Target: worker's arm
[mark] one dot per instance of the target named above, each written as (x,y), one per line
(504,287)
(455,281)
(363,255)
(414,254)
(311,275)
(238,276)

__________________________________________________

* _Stated goal_
Substitute "point" for "dot" throughout the data above, and reproduce the data with everything else unchanged.

* _The response_
Target: worker's arm
[mark] one point per instance of the target named above, each written as (x,y), one per line
(504,287)
(455,281)
(363,255)
(414,254)
(311,275)
(238,276)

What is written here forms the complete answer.